(Location identification items)

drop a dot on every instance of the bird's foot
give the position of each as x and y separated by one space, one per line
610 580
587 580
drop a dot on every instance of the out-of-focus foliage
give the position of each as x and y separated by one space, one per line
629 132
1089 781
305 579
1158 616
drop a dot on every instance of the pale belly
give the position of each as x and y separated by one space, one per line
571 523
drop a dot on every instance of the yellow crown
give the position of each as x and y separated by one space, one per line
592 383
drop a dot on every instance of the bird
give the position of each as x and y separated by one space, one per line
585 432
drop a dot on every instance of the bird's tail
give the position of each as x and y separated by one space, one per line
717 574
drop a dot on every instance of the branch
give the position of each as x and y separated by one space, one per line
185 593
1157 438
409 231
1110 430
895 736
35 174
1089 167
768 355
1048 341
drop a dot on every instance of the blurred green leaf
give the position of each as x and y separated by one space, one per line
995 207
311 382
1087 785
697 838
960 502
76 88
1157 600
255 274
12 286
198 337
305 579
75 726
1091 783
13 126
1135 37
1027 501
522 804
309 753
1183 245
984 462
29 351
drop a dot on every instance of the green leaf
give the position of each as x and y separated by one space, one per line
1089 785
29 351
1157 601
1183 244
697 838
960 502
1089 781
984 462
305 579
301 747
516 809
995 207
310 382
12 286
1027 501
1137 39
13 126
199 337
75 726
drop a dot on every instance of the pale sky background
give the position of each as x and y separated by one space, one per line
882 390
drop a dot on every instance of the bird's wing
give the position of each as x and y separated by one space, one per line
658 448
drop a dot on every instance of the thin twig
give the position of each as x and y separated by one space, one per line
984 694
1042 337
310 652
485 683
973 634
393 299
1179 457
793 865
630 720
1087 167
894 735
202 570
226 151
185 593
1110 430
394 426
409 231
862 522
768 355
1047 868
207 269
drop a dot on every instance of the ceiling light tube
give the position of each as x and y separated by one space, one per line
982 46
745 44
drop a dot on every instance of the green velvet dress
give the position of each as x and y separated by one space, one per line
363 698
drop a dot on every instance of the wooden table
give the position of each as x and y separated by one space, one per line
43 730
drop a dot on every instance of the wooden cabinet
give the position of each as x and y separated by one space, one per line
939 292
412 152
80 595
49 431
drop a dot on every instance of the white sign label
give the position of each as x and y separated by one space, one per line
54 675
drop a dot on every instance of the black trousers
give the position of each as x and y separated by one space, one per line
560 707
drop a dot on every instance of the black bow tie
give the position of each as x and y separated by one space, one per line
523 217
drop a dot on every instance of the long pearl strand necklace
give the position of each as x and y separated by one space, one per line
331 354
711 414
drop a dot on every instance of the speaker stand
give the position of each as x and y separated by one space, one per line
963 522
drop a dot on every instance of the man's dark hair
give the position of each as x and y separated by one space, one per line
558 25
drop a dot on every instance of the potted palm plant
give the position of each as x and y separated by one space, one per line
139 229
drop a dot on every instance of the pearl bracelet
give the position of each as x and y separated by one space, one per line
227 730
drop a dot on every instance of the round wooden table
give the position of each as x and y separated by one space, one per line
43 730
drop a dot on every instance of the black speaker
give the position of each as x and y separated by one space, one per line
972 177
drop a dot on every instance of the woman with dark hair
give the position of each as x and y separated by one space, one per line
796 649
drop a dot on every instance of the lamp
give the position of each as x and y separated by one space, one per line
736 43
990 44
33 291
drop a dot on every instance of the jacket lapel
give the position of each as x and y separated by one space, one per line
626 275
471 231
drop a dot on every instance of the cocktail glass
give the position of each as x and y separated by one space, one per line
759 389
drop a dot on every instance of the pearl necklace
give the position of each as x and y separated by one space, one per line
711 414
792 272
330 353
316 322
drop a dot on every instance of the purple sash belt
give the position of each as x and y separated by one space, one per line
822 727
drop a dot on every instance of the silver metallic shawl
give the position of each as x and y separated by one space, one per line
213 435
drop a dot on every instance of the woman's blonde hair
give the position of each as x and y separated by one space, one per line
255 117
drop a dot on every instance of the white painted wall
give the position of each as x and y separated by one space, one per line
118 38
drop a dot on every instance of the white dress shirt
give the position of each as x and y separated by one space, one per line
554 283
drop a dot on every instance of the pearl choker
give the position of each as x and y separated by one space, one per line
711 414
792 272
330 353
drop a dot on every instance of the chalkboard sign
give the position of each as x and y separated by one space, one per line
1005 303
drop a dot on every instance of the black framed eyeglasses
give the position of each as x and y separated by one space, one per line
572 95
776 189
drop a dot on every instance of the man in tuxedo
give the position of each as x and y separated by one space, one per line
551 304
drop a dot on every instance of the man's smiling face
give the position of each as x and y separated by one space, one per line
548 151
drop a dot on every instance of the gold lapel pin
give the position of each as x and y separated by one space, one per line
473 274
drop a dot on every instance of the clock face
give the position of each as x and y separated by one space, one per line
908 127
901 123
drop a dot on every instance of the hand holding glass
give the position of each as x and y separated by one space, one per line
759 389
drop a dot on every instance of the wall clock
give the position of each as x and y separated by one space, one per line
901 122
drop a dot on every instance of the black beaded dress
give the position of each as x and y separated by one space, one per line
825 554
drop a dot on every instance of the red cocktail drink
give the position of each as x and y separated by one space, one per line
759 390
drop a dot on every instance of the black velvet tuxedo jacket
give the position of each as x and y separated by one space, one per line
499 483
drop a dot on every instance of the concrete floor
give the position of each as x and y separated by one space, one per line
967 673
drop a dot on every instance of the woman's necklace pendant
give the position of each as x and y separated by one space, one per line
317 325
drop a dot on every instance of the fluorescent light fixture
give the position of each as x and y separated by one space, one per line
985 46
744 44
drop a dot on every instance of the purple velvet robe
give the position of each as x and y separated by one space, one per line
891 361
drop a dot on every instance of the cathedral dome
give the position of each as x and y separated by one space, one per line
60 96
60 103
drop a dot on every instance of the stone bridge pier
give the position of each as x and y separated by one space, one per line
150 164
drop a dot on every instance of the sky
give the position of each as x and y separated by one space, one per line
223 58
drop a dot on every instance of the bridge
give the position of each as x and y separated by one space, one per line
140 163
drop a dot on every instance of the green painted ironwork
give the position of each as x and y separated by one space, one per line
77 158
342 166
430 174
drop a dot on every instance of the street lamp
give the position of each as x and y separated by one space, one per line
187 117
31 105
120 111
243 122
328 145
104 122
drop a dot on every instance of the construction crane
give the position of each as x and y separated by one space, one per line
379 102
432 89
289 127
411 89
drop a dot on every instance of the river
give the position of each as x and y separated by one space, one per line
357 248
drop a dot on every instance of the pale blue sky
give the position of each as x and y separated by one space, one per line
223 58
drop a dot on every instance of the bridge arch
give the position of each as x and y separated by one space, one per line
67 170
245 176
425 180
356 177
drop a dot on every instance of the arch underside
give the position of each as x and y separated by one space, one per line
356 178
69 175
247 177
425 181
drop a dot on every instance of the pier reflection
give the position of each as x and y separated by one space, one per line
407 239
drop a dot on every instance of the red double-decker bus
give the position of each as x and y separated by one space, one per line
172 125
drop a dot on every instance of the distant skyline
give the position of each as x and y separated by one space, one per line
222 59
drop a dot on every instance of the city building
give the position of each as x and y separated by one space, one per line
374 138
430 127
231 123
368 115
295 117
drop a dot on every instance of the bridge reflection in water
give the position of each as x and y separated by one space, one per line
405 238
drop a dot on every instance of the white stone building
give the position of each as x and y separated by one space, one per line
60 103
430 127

**TASK STATEMENT**
Transcribe the whole listing exactly.

**EXERCISE OUTPUT**
drop a dot on every instance of the bird's foot
give the position of each as x and y separated by one space, one per line
610 580
587 580
drop a dot on every instance of the out-of-focus foliage
give the position of each as x and y separated by one space, one per line
629 132
1089 781
305 579
1158 616
drop a dot on every instance of the pale belly
give the position of each as x and y separated by one space, one per line
571 523
drop a dot on every instance of the yellow crown
give the position of each as x and y separated by one space, one per line
592 383
drop a dot on every instance of the bird
give the position of each as x and y separated by one space, one per line
585 432
drop a dot on every instance of the bird's tail
give the position of each as x and y separated by one space, one per line
717 574
drop a dot on every instance of the branch
give the position of each as x and y separated by one space, one per line
185 593
1157 438
409 231
1110 430
895 736
35 174
1089 167
768 355
1048 341
drop a dot on every instance of the blurred green leaf
give the position of each as x and y separated by one space, one per line
995 207
311 382
1087 785
697 838
960 502
76 88
1157 600
255 274
12 286
198 337
305 579
75 726
1091 783
13 126
1135 37
1027 501
522 804
309 753
1183 245
984 462
29 351
drop a dot on every instance of the green leaf
give the position of each as x and y separated by one space, one per line
1089 785
29 351
1157 601
1183 244
697 838
960 502
1089 781
984 462
305 579
301 747
516 809
995 207
310 382
12 286
1027 501
1137 39
13 126
199 337
75 726
drop a dot on every instance of the pale sky background
give the position of each as x and y separated by one space, one per line
882 390
drop a dot on every instance of the bird's wing
give the position of each as x and y separated by one space, one per line
658 448
drop a dot on every instance of the thin twig
give the position of each as x and y separated by one space, one per line
984 694
1042 337
310 652
485 683
973 634
393 299
1179 457
793 865
630 720
1087 167
894 735
202 570
226 151
185 593
1110 430
394 426
409 231
862 522
768 355
1047 868
207 269
drop a dot on every instance of the ceiling light tube
give the position of each as x and y separated by one space, one per line
982 46
745 44
drop a dot on every instance of the green velvet dress
give the position of each as x and y separated by one space, one per line
363 698
drop a dot on every instance of the wooden table
give the position of each as x and y separated by one space, one per line
43 730
drop a dot on every instance of the wooden cabinet
give the position of each as x and y separated by one space, one per line
939 292
412 152
80 595
49 431
drop a dot on every instance of the white sign label
give the position of each as x and y separated by one space, one per line
54 675
drop a dot on every instance of the black trousers
give the position of each as x and y separated by one space, one per line
560 707
drop a dot on every instance of the black bow tie
give the position of each as x and y separated by one space, one per line
523 217
drop a dot on every instance of the long pearl strand necklace
give the position of each as x and y separated by one space, one per line
331 354
711 414
drop a dot on every instance of the speaker stand
give the position of each as x and y separated by one space, one per line
963 522
drop a dot on every instance of the man's dark hair
give the position of each as x and y separated by one space, one per line
558 25
drop a dot on every instance of the potted palm plant
give the position of each as x and y separated by one space, one per line
139 229
drop a dot on every instance of the pearl bracelet
give the position of each as x and y separated by one space, one per line
227 730
drop a dot on every instance of the round wooden table
give the position of each as x and y separated by one space, one per line
43 730
drop a dot on every instance of the black speaker
give the position of each as x and y separated by one space, one per line
972 177
drop a dot on every instance of the woman with dark hair
give the position of each as x and y separated by one space, one per line
796 649
drop a dot on every instance of the lamp
give the position of each as x and y separated by one space, one per line
736 43
990 44
33 291
drop a dot on every instance of the jacket lapel
give the position of each as x and y separated by one space, one per line
626 275
471 231
drop a dot on every instance of the cocktail glass
give the position of each as x and y separated by one space, one per line
759 389
drop a dot on every instance of the pearl necklace
give the position of each as x and y separated by one space, one per line
711 414
792 272
330 353
316 322
drop a dot on every instance of the purple sash belt
give the position of each as x and y separated by one space, one per line
822 727
drop a dot on every instance of the silver metallic shawl
give the position of each as x and y separated by one space, one per line
213 435
drop a dot on every instance of the woman's blonde hair
give the position of each as x and y separated by one space, one per line
255 117
drop a dot on every instance of the white painted wall
give the position of each as x and y separated by one space, one per line
118 38
drop a dot on every instance of the white dress shirt
give the position of each as x and y separated by one space, one per line
554 283
drop a dot on every instance of the pearl choker
give the position of each as x and y separated by one space, one per line
711 414
792 272
330 353
drop a dot on every instance of the chalkboard sign
give the position of each as x and y separated by one space, one per line
1005 303
drop a dot on every instance of the black framed eyeglasses
give the position of each as x and y separated by one space, one per line
572 95
776 189
drop a dot on every instance of the man in tuxedo
give the position of each as x and y separated by one space, one per line
551 304
drop a dot on every instance of the man's smiling face
give the position of each as x and y separated by one space, one per line
548 151
drop a dot on every instance of the gold lapel pin
give the position of each as x and y separated by one space, one per line
473 274
drop a dot on every instance of the clock face
give the position of each as x and y separated by one space, one per line
908 127
901 123
drop a dot on every instance of the hand holding glass
give the position of each as x and y separated by one space, one per line
759 389
drop a dot on every instance of the wall clock
give the position of each as x and y separated by one space, one per line
901 122
drop a dot on every instance of the black beaded dress
give the position of each as x and y separated by one space, one per line
825 554
drop a dot on every instance of the red cocktail drink
give the position of each as x and y separated by one space, one per line
759 390
drop a dot on every instance of the black velvet tuxedo jacket
give the position of each as x and y separated by one space, one per line
499 483
drop a dot on every instance of the concrete floor
give the position of each as x and y separated by one space, one per line
967 673
drop a dot on every instance of the woman's necklace pendant
give the position of each as x and y separated by one space, one per line
317 325
drop a dot on every instance of the fluorescent light fixture
give the position of each as x and y separated by one space, one per line
985 46
744 44
drop a dot on every instance of the purple velvet robe
give the position of each as x and y separated by one space, one per line
891 361
drop a dot on every instance of the cathedral dome
give the position of each as x and y separated by one space, one per line
60 96
60 103
drop a dot on every instance of the stone bridge pier
give the position of each as x and y separated by one space, one per line
150 164
drop a dot on every instance of the sky
give the position of each as x and y separated by one space, one per line
223 58
drop a dot on every instance of the bridge
give the position of each as x and y separated by one space, one per line
140 163
drop a dot on every instance of the green painted ironwork
give the position of each as x and y separated by one space, one per line
77 158
342 166
430 174
drop a dot on every instance of the street lamp
give the position of each as x and y separated by one space, one per line
187 117
31 105
120 111
243 122
328 145
104 122
drop a dot on every instance of the construction crane
give the position of each as x and y separated by one space, one per line
379 102
432 89
289 127
411 89
drop a dot on every instance of the river
give the position of each as x and y separated by one space, one per line
357 248
drop a dot on every instance of the pale blue sky
give the position of each as x and y separated by one space, one per line
223 58
drop a dot on every instance of the bridge arch
give the position of each as x and y separated by one space, one per line
67 170
245 176
425 180
356 177
drop a dot on every instance of the arch underside
give the position of each as x and y separated by one space, one per line
356 178
69 175
247 177
425 181
drop a dot on every instance of the pier reflection
give the position of each as x and y separated by one space, one per line
407 239
drop a dot on every instance of the red double-decker bus
give the position of each as x and y separated by one space, one per line
172 125
drop a dot on every instance of the distant skyline
give the position of each as x and y separated by one space, one per line
222 59
drop a dot on every instance of the city building
give the position of each as x and y separated by one space, one per line
374 138
430 127
231 123
368 115
295 117
drop a dot on every instance of the bridge reflection in water
give the position of each as x and y separated by one space, one per line
405 238
drop a dot on every instance of the white stone building
give the position of each as x and y separated by one space, one per line
60 103
430 127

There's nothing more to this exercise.